Task requirements => Restate word for word the span that opens with the line containing "pixel 427 726" and closes with the final line of the data; give only those lines.

Dataset excerpts =>
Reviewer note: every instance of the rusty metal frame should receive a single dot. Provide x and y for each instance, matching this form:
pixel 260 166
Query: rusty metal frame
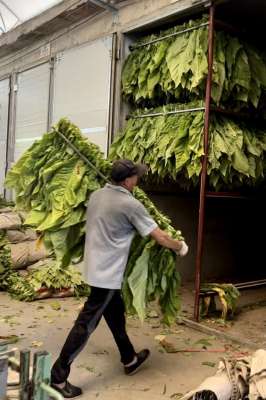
pixel 104 5
pixel 203 179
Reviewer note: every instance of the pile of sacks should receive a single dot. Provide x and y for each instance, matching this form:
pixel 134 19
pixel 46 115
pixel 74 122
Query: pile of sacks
pixel 24 245
pixel 27 270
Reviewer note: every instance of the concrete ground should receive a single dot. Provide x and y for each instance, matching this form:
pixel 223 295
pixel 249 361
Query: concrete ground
pixel 97 369
pixel 249 322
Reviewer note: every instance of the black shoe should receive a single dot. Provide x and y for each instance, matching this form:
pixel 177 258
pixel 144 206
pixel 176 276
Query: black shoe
pixel 68 391
pixel 141 357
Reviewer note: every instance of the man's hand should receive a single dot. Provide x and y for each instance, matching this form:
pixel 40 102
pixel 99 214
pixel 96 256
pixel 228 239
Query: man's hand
pixel 183 249
pixel 161 237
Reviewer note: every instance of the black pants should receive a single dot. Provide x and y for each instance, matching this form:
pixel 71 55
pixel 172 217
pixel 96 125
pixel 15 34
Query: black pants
pixel 101 302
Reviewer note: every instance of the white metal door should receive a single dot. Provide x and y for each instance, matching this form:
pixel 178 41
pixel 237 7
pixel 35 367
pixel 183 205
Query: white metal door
pixel 4 101
pixel 31 107
pixel 82 88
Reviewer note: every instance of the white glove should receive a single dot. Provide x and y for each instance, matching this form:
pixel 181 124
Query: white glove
pixel 184 249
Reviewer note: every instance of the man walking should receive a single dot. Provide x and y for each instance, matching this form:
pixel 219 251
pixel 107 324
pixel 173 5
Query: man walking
pixel 113 217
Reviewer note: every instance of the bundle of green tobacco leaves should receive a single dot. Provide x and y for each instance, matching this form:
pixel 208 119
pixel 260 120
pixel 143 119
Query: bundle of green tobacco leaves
pixel 175 69
pixel 172 146
pixel 53 184
pixel 228 296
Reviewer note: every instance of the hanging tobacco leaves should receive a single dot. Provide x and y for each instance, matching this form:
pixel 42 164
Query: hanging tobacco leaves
pixel 228 295
pixel 172 146
pixel 53 185
pixel 175 69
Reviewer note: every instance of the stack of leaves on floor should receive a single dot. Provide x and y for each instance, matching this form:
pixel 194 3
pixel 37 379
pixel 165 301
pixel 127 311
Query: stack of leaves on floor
pixel 175 68
pixel 53 185
pixel 172 146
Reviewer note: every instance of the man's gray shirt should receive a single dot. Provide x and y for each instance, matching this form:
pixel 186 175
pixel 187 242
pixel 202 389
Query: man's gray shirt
pixel 113 217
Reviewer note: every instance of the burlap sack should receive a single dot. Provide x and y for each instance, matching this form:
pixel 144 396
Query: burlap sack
pixel 27 253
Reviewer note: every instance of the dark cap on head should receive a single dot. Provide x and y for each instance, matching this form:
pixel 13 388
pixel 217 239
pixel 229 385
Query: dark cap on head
pixel 123 169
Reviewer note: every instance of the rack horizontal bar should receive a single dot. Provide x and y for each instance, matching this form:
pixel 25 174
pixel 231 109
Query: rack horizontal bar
pixel 167 113
pixel 137 46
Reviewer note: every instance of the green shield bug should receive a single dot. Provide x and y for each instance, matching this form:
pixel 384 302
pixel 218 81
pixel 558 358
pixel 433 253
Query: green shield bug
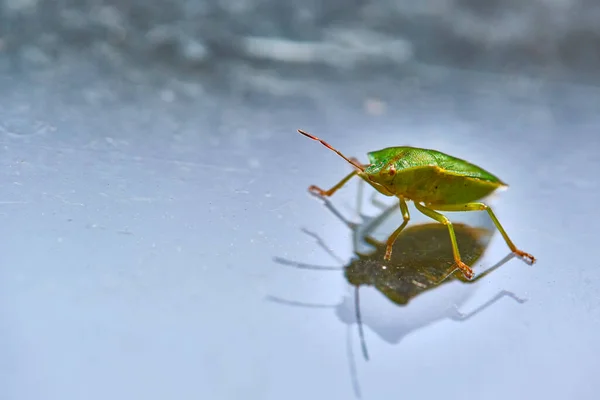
pixel 434 181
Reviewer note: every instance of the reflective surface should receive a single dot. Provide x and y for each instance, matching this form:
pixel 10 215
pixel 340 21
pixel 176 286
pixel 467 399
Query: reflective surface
pixel 141 230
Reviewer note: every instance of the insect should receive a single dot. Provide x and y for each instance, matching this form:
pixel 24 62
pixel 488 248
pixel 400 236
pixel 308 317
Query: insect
pixel 434 181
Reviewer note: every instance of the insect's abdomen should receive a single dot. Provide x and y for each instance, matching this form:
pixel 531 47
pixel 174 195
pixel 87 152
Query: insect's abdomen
pixel 435 186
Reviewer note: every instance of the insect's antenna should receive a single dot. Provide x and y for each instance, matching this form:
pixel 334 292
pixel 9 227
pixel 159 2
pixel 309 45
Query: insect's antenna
pixel 361 334
pixel 324 143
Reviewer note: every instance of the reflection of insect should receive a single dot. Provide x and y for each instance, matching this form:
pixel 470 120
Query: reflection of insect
pixel 423 264
pixel 433 181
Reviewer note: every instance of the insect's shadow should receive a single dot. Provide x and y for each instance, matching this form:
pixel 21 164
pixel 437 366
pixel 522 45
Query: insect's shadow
pixel 421 261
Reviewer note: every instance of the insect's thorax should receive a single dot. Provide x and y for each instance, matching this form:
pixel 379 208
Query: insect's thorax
pixel 429 184
pixel 428 176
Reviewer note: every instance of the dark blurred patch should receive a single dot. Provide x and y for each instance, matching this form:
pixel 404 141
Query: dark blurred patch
pixel 422 260
pixel 556 38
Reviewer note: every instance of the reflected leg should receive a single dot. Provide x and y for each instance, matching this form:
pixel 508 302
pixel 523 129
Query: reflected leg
pixel 482 207
pixel 466 270
pixel 459 316
pixel 394 235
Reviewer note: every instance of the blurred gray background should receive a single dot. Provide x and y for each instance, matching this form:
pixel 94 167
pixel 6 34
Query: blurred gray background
pixel 152 175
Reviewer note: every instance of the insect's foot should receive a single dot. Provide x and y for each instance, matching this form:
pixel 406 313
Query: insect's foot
pixel 466 270
pixel 388 253
pixel 318 191
pixel 526 256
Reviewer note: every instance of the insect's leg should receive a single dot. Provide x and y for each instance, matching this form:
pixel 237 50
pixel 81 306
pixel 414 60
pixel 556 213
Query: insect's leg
pixel 394 235
pixel 326 193
pixel 482 207
pixel 466 270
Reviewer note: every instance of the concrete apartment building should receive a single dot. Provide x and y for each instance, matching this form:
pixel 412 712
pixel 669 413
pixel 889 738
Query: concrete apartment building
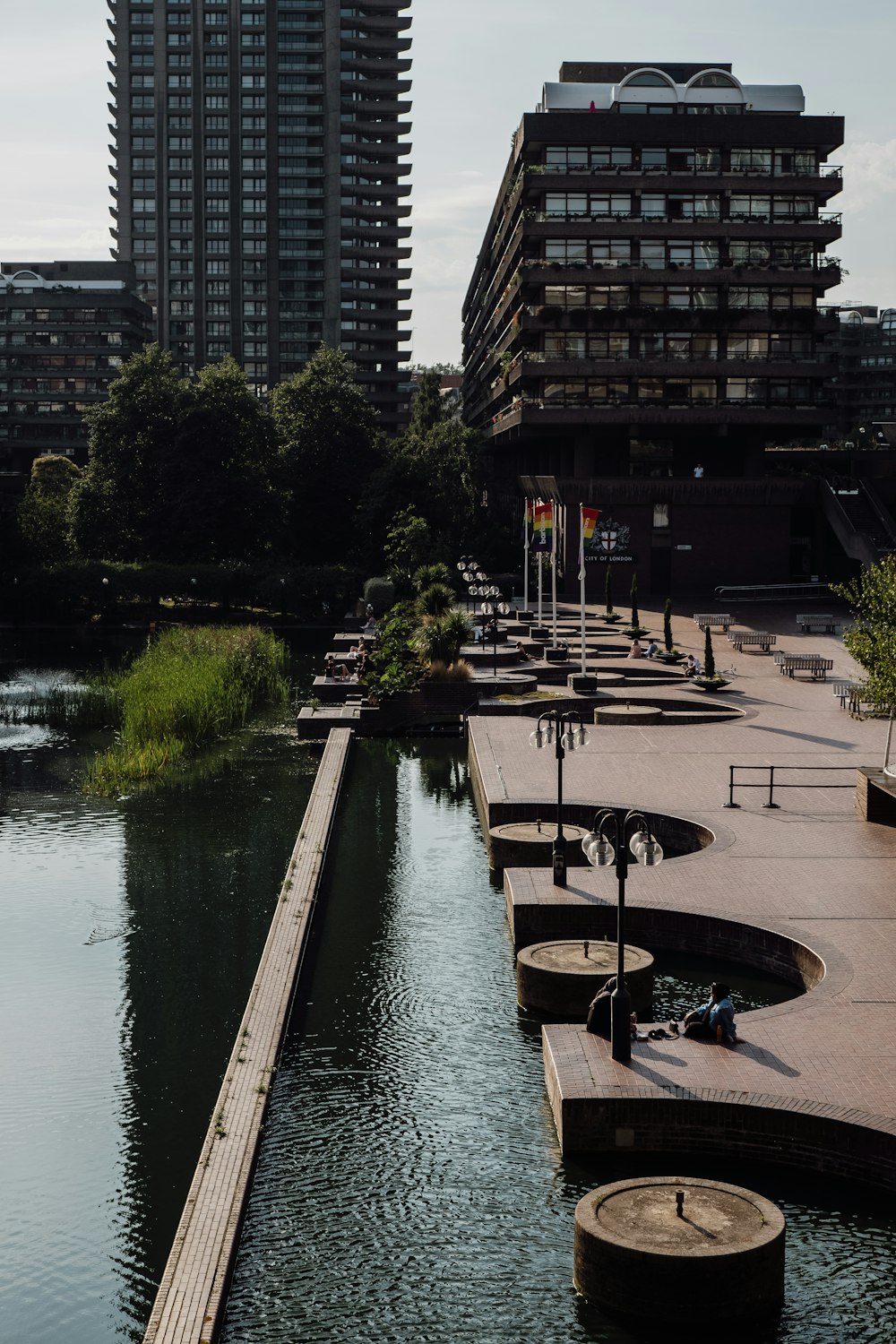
pixel 646 306
pixel 261 180
pixel 65 330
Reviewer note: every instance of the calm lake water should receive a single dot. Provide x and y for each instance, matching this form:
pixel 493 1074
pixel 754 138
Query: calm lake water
pixel 410 1187
pixel 131 933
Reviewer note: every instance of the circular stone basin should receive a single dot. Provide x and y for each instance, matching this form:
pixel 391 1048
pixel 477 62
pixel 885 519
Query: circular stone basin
pixel 520 844
pixel 627 714
pixel 563 978
pixel 721 1261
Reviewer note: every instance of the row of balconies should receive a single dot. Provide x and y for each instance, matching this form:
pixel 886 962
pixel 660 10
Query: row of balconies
pixel 536 414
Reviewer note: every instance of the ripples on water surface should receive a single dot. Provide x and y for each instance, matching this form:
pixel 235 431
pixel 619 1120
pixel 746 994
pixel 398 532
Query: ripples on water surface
pixel 129 935
pixel 410 1187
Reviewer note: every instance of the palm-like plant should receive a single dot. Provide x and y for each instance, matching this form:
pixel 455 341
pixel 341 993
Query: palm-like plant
pixel 435 599
pixel 440 639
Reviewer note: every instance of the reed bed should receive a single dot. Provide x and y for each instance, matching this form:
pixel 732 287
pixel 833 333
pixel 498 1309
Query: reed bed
pixel 188 687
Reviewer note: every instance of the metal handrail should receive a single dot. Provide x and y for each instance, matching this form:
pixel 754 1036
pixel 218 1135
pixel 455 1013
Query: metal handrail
pixel 734 784
pixel 770 591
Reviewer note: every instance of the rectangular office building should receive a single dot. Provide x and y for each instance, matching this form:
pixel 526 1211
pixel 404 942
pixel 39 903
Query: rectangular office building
pixel 261 180
pixel 65 330
pixel 645 311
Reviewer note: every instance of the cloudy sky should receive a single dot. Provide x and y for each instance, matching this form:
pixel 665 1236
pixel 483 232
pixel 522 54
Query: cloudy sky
pixel 478 65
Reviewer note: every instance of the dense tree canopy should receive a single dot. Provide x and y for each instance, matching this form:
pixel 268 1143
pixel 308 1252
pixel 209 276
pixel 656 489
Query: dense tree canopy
pixel 327 438
pixel 872 639
pixel 43 513
pixel 177 470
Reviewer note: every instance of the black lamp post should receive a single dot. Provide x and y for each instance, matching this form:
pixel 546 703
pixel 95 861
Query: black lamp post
pixel 632 836
pixel 493 609
pixel 565 731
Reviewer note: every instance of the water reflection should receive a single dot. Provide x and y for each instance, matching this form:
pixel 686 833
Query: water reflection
pixel 131 935
pixel 410 1185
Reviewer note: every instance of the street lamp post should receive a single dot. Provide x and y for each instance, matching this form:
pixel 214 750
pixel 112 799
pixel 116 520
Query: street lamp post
pixel 565 731
pixel 493 609
pixel 632 836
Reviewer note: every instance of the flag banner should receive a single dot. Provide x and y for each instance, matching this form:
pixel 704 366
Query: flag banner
pixel 543 534
pixel 589 521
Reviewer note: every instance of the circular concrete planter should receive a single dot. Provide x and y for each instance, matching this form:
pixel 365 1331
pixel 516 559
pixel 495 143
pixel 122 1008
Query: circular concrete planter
pixel 721 1261
pixel 521 844
pixel 562 978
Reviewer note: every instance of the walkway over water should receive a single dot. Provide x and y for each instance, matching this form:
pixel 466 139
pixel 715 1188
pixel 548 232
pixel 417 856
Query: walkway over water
pixel 814 1081
pixel 190 1300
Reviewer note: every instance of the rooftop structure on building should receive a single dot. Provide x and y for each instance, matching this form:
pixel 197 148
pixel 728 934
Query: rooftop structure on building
pixel 261 180
pixel 646 297
pixel 65 330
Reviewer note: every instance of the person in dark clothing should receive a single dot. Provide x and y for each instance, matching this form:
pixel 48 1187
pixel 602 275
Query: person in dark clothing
pixel 598 1019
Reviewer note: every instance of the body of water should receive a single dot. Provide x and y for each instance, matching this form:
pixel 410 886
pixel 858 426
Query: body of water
pixel 129 935
pixel 410 1185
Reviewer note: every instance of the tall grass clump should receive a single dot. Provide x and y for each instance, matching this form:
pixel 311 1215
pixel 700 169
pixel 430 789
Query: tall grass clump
pixel 188 687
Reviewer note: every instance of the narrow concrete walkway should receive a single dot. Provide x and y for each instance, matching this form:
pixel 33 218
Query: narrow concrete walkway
pixel 191 1296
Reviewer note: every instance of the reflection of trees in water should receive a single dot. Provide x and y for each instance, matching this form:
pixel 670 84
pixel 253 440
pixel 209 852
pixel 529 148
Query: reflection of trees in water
pixel 444 773
pixel 203 866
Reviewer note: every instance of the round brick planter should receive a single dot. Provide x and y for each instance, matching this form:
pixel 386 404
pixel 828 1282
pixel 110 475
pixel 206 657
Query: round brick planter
pixel 520 844
pixel 721 1261
pixel 627 714
pixel 560 978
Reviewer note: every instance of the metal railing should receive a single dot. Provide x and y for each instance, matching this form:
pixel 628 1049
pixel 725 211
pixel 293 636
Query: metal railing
pixel 771 784
pixel 771 591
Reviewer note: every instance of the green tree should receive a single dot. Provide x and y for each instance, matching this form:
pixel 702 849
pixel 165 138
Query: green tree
pixel 708 656
pixel 429 409
pixel 325 427
pixel 872 639
pixel 408 545
pixel 43 513
pixel 118 510
pixel 222 504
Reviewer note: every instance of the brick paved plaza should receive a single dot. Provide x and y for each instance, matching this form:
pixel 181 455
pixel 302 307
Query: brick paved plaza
pixel 813 1081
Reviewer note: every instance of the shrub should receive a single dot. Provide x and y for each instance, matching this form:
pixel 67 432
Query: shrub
pixel 379 593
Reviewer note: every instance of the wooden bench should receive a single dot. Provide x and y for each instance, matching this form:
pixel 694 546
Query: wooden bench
pixel 759 637
pixel 704 618
pixel 813 663
pixel 821 620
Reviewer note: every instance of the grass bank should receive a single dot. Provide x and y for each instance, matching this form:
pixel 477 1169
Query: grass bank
pixel 188 687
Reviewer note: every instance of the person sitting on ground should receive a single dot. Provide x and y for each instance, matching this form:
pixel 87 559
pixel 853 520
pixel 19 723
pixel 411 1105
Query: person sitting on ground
pixel 713 1021
pixel 598 1019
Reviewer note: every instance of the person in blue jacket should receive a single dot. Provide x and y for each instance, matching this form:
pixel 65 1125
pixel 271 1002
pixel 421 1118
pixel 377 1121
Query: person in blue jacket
pixel 713 1021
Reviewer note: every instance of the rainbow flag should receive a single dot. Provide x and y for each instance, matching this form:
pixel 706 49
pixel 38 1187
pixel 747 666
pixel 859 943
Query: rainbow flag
pixel 543 521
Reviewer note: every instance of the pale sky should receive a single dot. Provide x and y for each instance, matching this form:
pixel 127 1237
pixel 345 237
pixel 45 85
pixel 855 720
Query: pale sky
pixel 478 65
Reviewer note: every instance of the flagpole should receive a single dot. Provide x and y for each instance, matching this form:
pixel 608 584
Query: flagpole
pixel 525 558
pixel 555 519
pixel 582 581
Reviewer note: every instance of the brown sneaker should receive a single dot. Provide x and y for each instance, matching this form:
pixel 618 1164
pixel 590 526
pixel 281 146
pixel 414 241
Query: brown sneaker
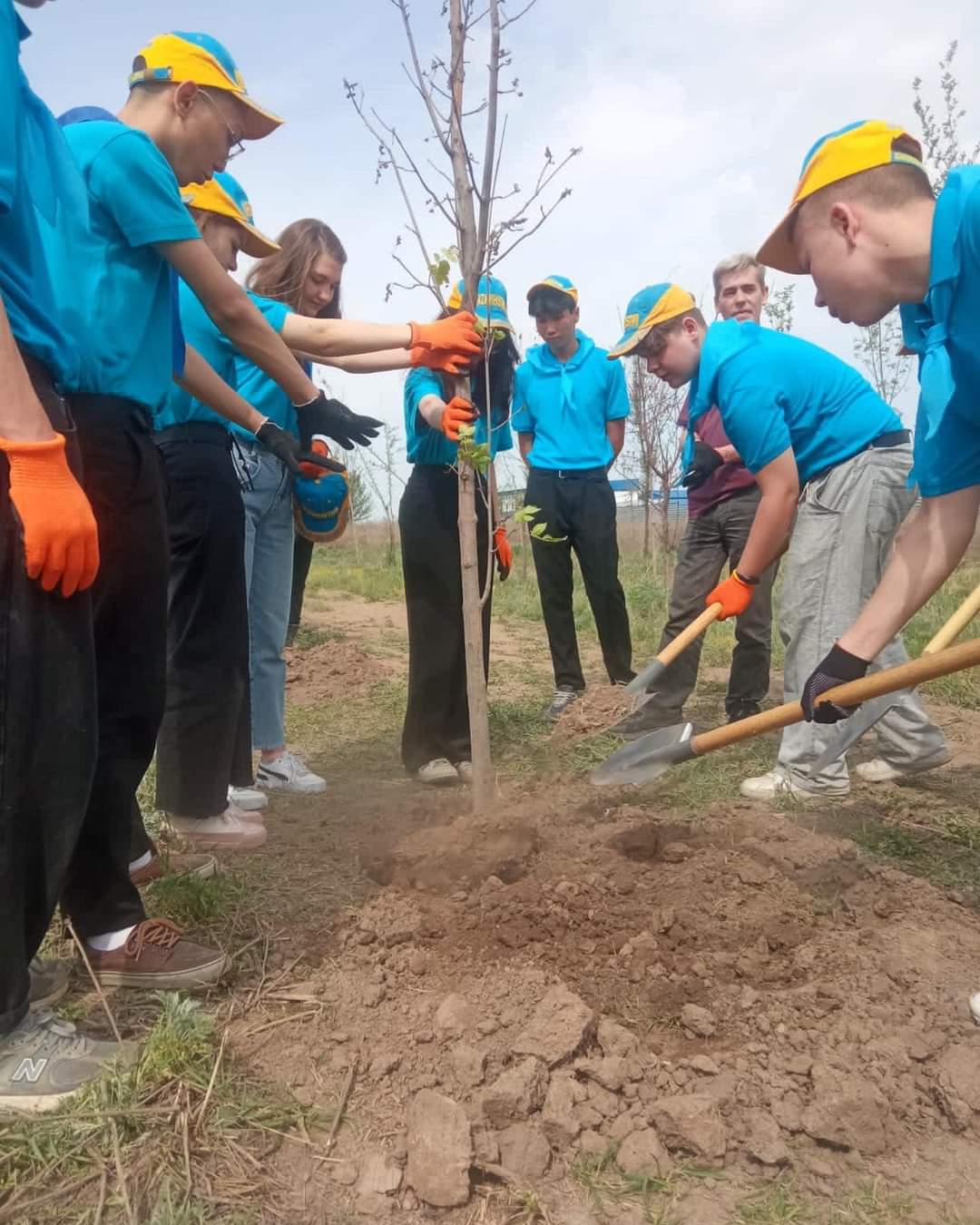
pixel 157 957
pixel 173 864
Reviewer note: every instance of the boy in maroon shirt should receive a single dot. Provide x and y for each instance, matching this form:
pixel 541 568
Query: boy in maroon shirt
pixel 721 501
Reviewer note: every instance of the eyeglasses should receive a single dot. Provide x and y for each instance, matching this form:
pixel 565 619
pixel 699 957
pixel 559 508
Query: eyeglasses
pixel 234 140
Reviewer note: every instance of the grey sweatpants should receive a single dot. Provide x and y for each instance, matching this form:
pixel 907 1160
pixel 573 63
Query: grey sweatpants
pixel 840 544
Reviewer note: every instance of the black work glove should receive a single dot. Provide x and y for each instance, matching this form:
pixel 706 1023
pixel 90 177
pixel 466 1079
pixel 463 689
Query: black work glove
pixel 329 416
pixel 706 461
pixel 836 668
pixel 286 447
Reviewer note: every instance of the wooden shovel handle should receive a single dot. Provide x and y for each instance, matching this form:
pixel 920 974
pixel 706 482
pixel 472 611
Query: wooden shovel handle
pixel 688 636
pixel 916 671
pixel 956 625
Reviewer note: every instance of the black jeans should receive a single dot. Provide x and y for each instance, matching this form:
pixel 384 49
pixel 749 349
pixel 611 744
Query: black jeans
pixel 122 476
pixel 436 717
pixel 710 542
pixel 583 510
pixel 205 738
pixel 48 734
pixel 303 554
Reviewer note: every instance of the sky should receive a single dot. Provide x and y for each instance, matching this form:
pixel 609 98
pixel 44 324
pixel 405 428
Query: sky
pixel 693 119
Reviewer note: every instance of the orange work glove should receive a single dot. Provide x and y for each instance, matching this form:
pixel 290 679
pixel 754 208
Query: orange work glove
pixel 446 360
pixel 504 552
pixel 734 595
pixel 60 539
pixel 456 332
pixel 458 412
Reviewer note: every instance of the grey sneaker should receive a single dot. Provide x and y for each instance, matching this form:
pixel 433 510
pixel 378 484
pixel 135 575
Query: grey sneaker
pixel 49 982
pixel 438 772
pixel 44 1061
pixel 564 697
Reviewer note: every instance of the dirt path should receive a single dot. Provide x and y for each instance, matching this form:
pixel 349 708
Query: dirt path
pixel 797 1012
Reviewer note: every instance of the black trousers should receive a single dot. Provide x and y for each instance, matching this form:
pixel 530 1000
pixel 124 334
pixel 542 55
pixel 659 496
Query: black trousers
pixel 48 734
pixel 437 718
pixel 205 738
pixel 124 480
pixel 582 508
pixel 303 554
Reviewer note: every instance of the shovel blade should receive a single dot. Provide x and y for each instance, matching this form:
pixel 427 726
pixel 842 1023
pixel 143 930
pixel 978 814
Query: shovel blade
pixel 647 757
pixel 854 728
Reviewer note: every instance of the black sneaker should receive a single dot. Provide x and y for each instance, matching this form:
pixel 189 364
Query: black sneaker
pixel 646 718
pixel 564 697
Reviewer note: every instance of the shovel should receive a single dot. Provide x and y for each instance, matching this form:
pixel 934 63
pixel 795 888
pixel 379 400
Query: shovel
pixel 654 671
pixel 858 724
pixel 654 753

Written response =>
pixel 427 726
pixel 842 1023
pixel 143 930
pixel 978 814
Query: shovel blade
pixel 647 757
pixel 854 728
Reviewer note: every instance of the black sneaker should receive a single dot. Provide x and y for each instance, matching this form:
pixel 189 364
Query: black sneaker
pixel 646 718
pixel 564 697
Reviewer note: every instance of the shovel should receive a single dot. Provide x and y for each instance, matching this form:
pixel 934 63
pixel 795 888
pixel 379 400
Query: shovel
pixel 654 671
pixel 858 724
pixel 654 753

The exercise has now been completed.